Source records:
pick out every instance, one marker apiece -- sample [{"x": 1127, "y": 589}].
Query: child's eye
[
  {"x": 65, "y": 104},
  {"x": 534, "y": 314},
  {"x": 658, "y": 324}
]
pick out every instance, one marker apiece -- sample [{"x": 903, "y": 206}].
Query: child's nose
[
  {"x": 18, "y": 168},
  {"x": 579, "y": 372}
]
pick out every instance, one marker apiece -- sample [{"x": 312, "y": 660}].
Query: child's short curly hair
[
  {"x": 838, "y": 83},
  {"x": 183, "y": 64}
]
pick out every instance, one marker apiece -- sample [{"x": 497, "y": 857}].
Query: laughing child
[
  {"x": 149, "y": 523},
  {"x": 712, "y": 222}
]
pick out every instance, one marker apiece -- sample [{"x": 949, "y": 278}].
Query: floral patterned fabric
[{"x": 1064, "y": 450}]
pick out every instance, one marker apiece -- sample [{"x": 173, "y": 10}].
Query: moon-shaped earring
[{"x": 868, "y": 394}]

What is expected:
Please give back all of the data exactly as it appears.

Reply to the exercise:
pick out every instance, one marker apiece -- sample [{"x": 1127, "y": 589}].
Query: child's eye
[
  {"x": 65, "y": 104},
  {"x": 534, "y": 314},
  {"x": 658, "y": 324}
]
pick out every instance, one marker apiece -- sample [{"x": 903, "y": 206}].
Query: child's nose
[
  {"x": 18, "y": 168},
  {"x": 579, "y": 372}
]
pick out every instance, one marker apiece -- sample [{"x": 312, "y": 660}].
Query: child's short curly hair
[
  {"x": 838, "y": 83},
  {"x": 183, "y": 64}
]
pick out every instance, one marker apiece -- sample [{"x": 497, "y": 857}].
Query: laughing child
[
  {"x": 149, "y": 523},
  {"x": 712, "y": 222}
]
pick out every instance, one marker apiece -- sample [{"x": 949, "y": 278}].
Query: floral patterned fabric
[{"x": 1064, "y": 450}]
pick out every instance, one marker apiece -- sample [{"x": 173, "y": 10}].
Query: moon-shaped earring
[{"x": 868, "y": 394}]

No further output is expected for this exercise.